-- AIM OF THE EXERCISE --
Count the lines in the records below that contain the string "light". Reply with the number alone.

-- SOURCE DATA --
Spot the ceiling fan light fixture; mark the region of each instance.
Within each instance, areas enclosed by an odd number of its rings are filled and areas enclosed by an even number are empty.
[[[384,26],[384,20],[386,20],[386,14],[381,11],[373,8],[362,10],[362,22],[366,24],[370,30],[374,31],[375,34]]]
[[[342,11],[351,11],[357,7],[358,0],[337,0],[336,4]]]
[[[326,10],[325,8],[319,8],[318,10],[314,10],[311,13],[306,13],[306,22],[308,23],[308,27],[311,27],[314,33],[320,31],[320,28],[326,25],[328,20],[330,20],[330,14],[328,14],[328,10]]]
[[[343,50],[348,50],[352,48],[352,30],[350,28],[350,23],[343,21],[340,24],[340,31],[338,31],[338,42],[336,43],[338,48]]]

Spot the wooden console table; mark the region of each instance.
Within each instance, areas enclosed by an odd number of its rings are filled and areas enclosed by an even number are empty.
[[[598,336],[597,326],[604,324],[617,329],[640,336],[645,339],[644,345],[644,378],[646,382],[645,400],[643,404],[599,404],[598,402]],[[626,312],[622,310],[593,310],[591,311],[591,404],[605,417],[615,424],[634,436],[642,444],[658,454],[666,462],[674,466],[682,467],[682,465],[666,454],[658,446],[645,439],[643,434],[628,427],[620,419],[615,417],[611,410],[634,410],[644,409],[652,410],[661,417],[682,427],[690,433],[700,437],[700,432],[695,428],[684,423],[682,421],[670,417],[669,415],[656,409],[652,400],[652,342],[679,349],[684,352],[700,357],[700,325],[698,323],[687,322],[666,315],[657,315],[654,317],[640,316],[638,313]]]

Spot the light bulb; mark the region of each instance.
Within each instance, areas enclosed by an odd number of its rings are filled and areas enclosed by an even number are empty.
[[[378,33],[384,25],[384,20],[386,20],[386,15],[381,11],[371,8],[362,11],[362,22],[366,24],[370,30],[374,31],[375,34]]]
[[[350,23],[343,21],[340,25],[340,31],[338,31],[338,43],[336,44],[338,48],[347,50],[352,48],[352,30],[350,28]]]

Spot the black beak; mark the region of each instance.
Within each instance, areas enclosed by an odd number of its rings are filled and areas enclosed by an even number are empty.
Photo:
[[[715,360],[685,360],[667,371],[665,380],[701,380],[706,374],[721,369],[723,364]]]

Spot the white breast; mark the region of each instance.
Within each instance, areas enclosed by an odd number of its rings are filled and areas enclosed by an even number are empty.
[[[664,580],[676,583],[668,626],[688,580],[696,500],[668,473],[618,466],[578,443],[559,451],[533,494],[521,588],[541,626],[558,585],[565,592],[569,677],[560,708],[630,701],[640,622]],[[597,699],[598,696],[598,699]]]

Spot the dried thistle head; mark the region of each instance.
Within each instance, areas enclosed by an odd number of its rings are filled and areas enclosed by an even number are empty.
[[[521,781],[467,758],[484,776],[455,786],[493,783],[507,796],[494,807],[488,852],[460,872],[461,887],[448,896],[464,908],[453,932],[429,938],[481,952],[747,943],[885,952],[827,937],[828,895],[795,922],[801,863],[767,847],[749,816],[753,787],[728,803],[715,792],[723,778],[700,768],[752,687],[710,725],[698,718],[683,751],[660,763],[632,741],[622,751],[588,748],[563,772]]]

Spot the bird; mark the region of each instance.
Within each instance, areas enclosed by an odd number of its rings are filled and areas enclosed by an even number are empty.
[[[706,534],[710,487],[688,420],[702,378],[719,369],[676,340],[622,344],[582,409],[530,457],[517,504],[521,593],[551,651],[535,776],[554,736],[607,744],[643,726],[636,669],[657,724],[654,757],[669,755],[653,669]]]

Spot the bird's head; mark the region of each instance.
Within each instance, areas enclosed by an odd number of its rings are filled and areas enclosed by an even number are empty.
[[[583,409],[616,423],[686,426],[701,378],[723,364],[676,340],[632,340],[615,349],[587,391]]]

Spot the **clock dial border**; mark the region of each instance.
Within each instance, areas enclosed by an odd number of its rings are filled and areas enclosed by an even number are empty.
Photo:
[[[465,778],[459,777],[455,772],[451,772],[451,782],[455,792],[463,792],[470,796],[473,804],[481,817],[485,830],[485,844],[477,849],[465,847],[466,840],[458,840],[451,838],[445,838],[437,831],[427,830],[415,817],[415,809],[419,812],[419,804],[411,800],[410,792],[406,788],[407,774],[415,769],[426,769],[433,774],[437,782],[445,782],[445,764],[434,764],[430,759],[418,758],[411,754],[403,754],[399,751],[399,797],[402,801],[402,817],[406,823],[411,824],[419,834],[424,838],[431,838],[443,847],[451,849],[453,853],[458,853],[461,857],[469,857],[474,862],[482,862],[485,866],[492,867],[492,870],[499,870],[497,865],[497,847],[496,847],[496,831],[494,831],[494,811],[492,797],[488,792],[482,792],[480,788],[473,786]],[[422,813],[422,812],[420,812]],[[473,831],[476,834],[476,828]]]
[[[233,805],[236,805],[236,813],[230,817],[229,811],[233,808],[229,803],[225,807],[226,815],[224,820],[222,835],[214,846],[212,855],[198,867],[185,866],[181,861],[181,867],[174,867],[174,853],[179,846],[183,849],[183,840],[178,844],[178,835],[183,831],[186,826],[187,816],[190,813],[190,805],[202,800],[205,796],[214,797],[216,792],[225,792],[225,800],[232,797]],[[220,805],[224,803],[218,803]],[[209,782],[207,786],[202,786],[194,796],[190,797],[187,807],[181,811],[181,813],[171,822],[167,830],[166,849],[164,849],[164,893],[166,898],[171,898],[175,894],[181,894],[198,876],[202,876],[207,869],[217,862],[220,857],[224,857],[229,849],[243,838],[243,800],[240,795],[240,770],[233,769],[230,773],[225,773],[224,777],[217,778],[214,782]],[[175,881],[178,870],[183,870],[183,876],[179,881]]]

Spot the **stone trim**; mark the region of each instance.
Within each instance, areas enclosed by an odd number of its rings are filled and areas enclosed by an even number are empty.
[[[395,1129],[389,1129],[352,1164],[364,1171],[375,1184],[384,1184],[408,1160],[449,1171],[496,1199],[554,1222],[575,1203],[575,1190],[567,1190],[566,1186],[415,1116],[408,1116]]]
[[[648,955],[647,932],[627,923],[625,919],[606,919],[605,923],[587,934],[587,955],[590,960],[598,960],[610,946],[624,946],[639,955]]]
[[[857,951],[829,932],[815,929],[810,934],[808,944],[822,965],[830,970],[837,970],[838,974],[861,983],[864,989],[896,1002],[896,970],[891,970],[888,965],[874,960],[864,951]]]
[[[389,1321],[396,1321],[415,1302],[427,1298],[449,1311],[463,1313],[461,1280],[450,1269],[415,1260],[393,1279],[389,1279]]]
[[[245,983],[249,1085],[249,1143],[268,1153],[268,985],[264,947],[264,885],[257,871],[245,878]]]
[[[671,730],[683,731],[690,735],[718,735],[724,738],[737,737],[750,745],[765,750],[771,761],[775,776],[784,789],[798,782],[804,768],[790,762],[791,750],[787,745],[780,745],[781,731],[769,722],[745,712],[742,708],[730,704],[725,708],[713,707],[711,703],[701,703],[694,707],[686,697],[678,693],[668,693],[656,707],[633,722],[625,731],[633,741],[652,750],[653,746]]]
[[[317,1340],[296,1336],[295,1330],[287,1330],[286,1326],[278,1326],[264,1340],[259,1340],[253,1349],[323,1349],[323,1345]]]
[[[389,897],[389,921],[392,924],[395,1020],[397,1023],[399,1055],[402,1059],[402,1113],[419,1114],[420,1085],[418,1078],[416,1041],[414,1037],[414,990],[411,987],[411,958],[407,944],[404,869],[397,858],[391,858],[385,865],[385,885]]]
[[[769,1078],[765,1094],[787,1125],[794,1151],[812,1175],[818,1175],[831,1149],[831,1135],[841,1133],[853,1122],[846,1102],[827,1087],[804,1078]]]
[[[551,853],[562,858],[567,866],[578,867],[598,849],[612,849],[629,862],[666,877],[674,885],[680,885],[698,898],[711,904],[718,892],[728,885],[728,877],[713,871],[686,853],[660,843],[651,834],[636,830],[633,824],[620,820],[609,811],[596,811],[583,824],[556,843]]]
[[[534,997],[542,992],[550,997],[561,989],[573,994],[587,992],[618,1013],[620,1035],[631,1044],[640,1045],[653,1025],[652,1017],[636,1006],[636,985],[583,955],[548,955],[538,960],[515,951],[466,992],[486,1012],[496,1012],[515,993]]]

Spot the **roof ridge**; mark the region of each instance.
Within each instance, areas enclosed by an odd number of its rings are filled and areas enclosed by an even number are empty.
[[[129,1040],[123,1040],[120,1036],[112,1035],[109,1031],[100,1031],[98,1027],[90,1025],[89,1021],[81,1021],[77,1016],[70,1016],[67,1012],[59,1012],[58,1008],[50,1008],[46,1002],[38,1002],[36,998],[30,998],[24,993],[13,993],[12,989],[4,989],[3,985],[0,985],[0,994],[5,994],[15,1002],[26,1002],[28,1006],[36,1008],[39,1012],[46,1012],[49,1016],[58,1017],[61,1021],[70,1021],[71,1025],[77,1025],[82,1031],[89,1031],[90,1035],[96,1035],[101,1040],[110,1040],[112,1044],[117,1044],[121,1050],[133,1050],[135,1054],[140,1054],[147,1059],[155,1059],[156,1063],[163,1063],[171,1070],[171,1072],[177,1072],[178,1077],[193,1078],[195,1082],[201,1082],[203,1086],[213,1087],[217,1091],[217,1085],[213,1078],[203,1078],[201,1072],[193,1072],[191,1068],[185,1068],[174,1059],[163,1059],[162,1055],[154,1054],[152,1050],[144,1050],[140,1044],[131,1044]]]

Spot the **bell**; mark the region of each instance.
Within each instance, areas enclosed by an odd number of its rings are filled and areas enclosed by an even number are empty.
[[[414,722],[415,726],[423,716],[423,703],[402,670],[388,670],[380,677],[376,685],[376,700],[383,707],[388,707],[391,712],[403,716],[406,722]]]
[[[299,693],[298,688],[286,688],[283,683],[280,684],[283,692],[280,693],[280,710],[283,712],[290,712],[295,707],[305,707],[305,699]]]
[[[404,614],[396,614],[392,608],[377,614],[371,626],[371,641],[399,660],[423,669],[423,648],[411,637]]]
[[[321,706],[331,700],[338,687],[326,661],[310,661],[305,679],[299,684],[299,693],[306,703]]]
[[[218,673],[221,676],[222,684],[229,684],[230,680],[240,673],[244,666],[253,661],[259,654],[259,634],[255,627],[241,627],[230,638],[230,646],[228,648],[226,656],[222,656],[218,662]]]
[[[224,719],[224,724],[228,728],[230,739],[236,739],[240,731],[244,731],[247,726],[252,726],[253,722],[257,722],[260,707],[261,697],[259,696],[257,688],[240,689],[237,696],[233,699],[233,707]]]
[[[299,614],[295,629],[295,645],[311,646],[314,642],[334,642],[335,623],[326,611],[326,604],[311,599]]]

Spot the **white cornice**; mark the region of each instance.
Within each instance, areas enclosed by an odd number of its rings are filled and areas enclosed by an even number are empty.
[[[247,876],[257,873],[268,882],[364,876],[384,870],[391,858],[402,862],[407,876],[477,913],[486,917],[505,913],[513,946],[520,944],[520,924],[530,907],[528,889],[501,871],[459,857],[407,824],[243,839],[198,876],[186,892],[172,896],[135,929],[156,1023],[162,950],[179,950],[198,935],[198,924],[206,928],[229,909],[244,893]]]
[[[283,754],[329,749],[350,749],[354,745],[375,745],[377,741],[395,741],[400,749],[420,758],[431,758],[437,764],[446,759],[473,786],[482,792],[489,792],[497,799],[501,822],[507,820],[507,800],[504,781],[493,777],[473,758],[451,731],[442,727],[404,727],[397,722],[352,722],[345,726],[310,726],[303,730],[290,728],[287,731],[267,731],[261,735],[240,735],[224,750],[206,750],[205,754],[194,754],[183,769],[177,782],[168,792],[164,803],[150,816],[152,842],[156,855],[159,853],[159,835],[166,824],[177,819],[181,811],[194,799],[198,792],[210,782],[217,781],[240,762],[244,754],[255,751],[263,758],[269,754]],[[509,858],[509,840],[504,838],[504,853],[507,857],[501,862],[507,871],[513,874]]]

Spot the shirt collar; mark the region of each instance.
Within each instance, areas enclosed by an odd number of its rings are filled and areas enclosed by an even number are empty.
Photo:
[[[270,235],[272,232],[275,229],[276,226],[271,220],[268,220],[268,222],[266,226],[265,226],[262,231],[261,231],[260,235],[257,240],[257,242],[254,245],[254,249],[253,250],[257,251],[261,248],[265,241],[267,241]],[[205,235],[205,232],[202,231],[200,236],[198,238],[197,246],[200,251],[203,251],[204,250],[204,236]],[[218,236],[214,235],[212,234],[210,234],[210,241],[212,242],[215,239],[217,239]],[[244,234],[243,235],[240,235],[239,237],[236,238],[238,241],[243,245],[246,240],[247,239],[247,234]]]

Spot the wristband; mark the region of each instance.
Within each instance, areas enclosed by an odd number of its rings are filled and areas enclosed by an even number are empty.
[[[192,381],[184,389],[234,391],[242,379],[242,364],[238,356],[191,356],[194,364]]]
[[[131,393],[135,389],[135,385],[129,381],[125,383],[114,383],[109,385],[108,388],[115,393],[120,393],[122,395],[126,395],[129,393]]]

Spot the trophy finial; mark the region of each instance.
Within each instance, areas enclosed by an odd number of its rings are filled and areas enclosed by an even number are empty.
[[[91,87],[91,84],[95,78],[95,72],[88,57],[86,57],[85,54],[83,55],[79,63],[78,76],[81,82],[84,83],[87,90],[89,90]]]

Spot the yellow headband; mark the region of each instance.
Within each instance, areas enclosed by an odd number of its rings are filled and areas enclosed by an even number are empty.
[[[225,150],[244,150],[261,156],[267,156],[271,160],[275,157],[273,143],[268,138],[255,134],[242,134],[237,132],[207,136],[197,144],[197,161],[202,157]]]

-- TASK SOLUTION --
2